SELECTED EXCERPT:
━━━━━━━━━━━━━━━━
Court of Appeal of California, Second District
Jun 2, 1911
16 Cal.App. 329 (Cal. Ct. App. 1911)

Opinion

Civ. No. 947.

June 2, 1911.

APPEAL from a judgment of the Superior Court of Los Angeles County, and from an order denying a new trial. Walter Bordwell, Judge.

The facts are stated in the opinion of the court.

W. M. Palmer, and Anderson Anderson, for Appellants.

L. G. Susemihl, for Respondent.


The action was for money. Verdict and judgment in favor of plaintiff. Appeal by defendants from an order denying a new trial. An appeal from the judgment was heretofore, by consent, dismissed, the effect of which was to affirm the same. The only matter for review then remaining is as to the action of the court in denying the motion for a new trial.
━━━━━━━━━━━━━━━━
(Coordinate annotation records)
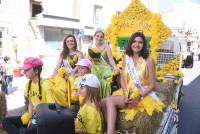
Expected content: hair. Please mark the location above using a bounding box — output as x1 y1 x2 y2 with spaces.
27 66 42 100
82 85 101 110
125 32 149 59
61 34 77 59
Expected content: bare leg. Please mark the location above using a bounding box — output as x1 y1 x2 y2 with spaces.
106 96 125 134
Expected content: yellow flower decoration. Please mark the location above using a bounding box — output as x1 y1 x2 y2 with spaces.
21 112 31 125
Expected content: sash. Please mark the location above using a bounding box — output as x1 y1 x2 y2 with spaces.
63 59 73 72
126 55 159 101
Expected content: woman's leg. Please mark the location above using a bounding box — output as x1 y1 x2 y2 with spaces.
2 116 24 134
106 96 125 134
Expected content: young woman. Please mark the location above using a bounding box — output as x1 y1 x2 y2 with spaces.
106 32 164 134
2 57 54 134
53 34 83 76
70 59 92 117
88 31 119 98
75 74 103 134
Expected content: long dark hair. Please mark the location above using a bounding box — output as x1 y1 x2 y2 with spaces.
125 32 149 59
27 66 42 100
61 34 77 59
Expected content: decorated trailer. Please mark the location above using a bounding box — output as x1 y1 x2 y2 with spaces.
105 0 183 134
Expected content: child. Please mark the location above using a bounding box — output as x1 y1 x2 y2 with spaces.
75 74 103 134
2 57 54 134
2 56 13 94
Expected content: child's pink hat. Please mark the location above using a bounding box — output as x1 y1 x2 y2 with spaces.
76 59 92 69
22 57 43 70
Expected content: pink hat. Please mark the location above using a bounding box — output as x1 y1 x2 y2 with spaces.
22 57 43 70
76 59 92 69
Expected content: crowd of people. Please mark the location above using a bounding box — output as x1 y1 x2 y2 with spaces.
2 31 164 134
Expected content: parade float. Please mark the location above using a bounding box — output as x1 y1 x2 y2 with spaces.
105 0 183 134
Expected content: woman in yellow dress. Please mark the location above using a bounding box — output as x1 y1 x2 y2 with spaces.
53 34 83 76
88 31 119 98
106 32 164 134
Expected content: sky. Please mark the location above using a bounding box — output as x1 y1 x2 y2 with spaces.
158 0 200 13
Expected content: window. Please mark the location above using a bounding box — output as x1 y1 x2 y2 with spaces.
94 5 102 27
31 0 42 17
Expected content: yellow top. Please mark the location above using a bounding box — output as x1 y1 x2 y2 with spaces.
113 57 164 120
71 76 83 102
25 80 55 106
75 103 103 134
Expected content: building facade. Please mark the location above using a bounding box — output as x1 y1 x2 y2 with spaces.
0 0 130 61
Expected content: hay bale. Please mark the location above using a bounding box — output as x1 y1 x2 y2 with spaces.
116 80 176 134
0 92 7 121
155 80 176 106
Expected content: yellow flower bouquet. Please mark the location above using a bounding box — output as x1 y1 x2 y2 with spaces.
88 48 101 59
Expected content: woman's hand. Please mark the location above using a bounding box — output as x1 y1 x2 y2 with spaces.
125 95 142 108
113 66 120 74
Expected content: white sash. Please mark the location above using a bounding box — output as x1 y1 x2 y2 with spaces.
63 59 73 72
126 55 159 101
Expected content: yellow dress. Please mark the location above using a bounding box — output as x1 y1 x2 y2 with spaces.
75 103 103 134
113 57 164 120
71 76 82 102
49 67 73 107
25 79 55 106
━━━━━━━━━━━━━━━━
OBJECTIVE:
Please reproduce the court opinion excerpt above in full, word for word.

OUTPUT FOR THIS EXERCISE:
Court of Appeal of California, Second District
Jun 2, 1911
16 Cal.App. 329 (Cal. Ct. App. 1911)

Opinion

Civ. No. 947.

June 2, 1911.

APPEAL from a judgment of the Superior Court of Los Angeles County, and from an order denying a new trial. Walter Bordwell, Judge.

The facts are stated in the opinion of the court.

W. M. Palmer, and Anderson Anderson, for Appellants.

L. G. Susemihl, for Respondent.


The action was for money. Verdict and judgment in favor of plaintiff. Appeal by defendants from an order denying a new trial. An appeal from the judgment was heretofore, by consent, dismissed, the effect of which was to affirm the same. The only matter for review then remaining is as to the action of the court in denying the motion for a new trial.